Copy the lines below as they are; omit the images they contain.

Records supplied —
:::::

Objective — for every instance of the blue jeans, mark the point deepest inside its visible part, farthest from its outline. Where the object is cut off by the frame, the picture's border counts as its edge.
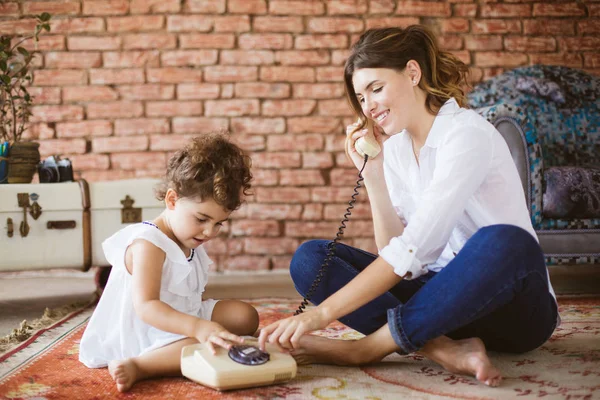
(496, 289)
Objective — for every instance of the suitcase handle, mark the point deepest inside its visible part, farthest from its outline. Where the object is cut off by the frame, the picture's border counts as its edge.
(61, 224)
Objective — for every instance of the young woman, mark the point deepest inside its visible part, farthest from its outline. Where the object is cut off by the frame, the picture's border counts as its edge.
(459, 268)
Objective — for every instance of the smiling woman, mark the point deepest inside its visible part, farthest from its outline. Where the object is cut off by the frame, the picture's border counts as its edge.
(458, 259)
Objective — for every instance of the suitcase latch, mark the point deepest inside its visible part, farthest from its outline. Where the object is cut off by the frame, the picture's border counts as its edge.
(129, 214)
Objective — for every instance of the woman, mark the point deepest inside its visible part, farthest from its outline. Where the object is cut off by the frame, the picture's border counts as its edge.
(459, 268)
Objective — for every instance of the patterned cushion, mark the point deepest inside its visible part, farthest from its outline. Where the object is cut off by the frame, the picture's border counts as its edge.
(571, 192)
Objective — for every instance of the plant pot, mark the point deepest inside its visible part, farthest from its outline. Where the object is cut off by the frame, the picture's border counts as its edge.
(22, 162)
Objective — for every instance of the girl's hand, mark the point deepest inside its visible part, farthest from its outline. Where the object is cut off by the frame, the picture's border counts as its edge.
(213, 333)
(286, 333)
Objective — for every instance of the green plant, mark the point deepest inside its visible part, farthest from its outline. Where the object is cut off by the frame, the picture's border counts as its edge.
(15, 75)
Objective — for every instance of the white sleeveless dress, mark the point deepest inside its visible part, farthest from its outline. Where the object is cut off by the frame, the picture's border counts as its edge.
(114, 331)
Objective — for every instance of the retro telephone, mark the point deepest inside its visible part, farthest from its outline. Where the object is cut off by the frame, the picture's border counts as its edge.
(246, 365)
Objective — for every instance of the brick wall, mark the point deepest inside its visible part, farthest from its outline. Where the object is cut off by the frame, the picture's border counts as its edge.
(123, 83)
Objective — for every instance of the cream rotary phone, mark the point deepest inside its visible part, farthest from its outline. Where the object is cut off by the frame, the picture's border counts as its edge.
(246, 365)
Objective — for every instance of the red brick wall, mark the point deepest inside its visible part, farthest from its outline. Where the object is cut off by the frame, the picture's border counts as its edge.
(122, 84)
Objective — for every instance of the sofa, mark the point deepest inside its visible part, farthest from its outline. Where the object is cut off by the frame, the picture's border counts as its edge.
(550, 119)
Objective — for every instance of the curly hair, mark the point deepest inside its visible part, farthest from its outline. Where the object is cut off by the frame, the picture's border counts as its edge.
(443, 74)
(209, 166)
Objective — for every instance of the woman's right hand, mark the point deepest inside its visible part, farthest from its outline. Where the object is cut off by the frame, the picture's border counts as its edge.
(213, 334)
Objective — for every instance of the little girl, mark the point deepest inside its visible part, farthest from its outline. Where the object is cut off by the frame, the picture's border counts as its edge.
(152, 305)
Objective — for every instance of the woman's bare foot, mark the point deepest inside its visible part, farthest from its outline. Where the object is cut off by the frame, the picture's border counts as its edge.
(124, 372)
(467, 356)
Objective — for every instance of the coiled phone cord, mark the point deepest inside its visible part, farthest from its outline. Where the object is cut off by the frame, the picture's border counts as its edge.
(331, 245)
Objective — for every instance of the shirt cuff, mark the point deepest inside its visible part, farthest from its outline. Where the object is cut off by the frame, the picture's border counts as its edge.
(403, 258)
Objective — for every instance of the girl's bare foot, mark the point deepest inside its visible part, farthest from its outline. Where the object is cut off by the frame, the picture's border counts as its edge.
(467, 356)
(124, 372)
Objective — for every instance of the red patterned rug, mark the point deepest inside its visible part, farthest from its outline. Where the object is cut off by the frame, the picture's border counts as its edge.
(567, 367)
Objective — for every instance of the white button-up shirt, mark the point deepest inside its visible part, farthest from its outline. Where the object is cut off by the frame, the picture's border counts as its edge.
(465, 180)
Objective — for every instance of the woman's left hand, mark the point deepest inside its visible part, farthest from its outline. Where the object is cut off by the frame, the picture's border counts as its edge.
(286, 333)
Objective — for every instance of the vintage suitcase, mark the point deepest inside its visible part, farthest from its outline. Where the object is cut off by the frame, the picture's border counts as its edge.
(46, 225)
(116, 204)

:::::

Final answer —
Objective — for every instance of the blue jeans, mark the point deepest inside its visible part, farthest from its outline. Where the object is cut off by the frame, the picture's border counts as its edge.
(496, 289)
Objective — for every instance of the suitcase handle, mark the point deepest inside its visible part, farthest from its outline. Where the object is cut off by the frame, the picture's border counts as its edge.
(61, 224)
Objective — for every instance of the young woman, mark the point deepest inside its visible part, farthest from its outline. Where the object is cut off by the frame, the picture's border counts as its edge.
(459, 268)
Objective — for every instance of the smiling woman, mark the point deepest inside its visible part, farthest from its outline. Where the object is cut off by the frame, the picture's border counts as its edge.
(458, 259)
Objective — for every instance of the suitcase latch, mark the point deepest inside its visible part, farthest from its outline. Where the object is cut off by the frame, the picture's border counts as its edge.
(129, 214)
Objective — for every instance of the woman, mark the point deepest inside its visible part, farthest from its outline. Where the object is cut off by the frame, the picture's border counts as its edge.
(459, 268)
Objective — for every instance of the patterned cushion, mark the point deepest inside its visible part, farthest from its outline. Where the object is cut off by the frame, the picture's border counts as its edge.
(571, 192)
Objective — for every instance of the plant pot, mark the point deepest inside its visible part, farthest from its outline. Where the object is cut off by the frame, the picture's border counts as its edge.
(22, 162)
Objective — for every instance of the girl's hand, mark the point deepest inside its visible part, farthest from its outline. Where the object is cut off by the frame, the picture's border counts as its edge.
(213, 333)
(286, 333)
Objective — for every instance of the green plant, mark the point deepest inside its visible part, farthest from its outline. Where the object is cut off by the frame, the picture's border counts as its edge.
(15, 75)
Objective — for every instance of the white sleeveless dress, mark the point deepest inside its visible part, farthest from its outline. Where the object is cut off by the frame, the picture's border counts as its edge.
(114, 331)
Objective — for every instance of the retro telephone, mark the point deepest inside its visible part, farthest from its outline. Where the object is cut off by the frame, the picture's border counts as its edge.
(246, 365)
Objective — for every instance of the brick wall, mark the point deepest inside its visible part, farthest from its outline. Where the object is cut off by the frame, the picture's border counts as its edge.
(123, 83)
Objective — for every instance of the cream rotary phone, mark the point deepest inside its visible part, farthest from its outline. Where the object is cut off by the frame, the picture's border counts as its edge.
(246, 365)
Objective — for every instance of the red brick wall, mark the point deepest inside its visible part, farthest from its outline. Where the object is cut off by the frame, the picture's border counts as its edge.
(122, 84)
Objective — for every instance of the sofa, mark the point deepest inside its visible part, farthest from its outline. Where the object is cut off by the frame, the picture's border counts as its edge.
(550, 119)
Objective — for every instance of the curly hair, mark the point deepest inside its visible part, farthest from its outline. Where the object is cut off by the frame, the picture's border counts as its edge.
(443, 74)
(209, 166)
Objective — for every instance of the woman's right hand, mark the point deepest inside its visible part, farthest from its outline. Where the object is cut off by the frame, the picture's border counts as its edge.
(213, 334)
Objective — for every instance of the little girl, mark the point deepest inside its visible part, farthest from its outline. Where the object is cut off by the frame, the picture's border counts as its edge.
(152, 305)
Objective — for every instance of the woman's bare foot, mark the point deepest inside its visible part, farthest from its outline. Where the object is cut off by the frame, the picture's border counts as its edge.
(124, 372)
(467, 356)
Objective — for every instance of the coiled phone cord, mark the point deepest inside its visible part, farthest from its outline. Where the object is cut off by the frame, the picture's border counts as its edge.
(331, 245)
Objective — for every instance of the shirt cuff, mark the point deepest inside its visible part, farthest from its outline. Where the object is cut off by the frame, the picture's border counts as its edge.
(403, 258)
Objective — for every instance of the girl's bare foot, mark the point deepest inside its visible part, farthest from its outline. Where the object is cut off by the frame, the picture's border counts as its edge.
(467, 356)
(124, 372)
Objective — for every instance of the red patterned rug, mark the point deepest inside its visible part, farthest from its outline. Where the object is cut off by the frame, the picture's border counts as its edge.
(567, 367)
Objective — for every instance of the white button-up shirt, mark the point deepest inside its visible part, farthest from its outline. Where the object is cut off by the frame, the picture's border counts as its edge.
(465, 180)
Objective — for every instance of the woman's left hand, mark the point deepest inside its visible part, farthest from its outline. Where the object is cut off by the frame, the picture's border counts as its edge.
(286, 333)
Objective — for every instance of the vintage suitcase, mark the point deepest inside its visible part, farthest from its outline. Where the object is cut off by the frame, the picture's border counts as its edge.
(46, 225)
(116, 204)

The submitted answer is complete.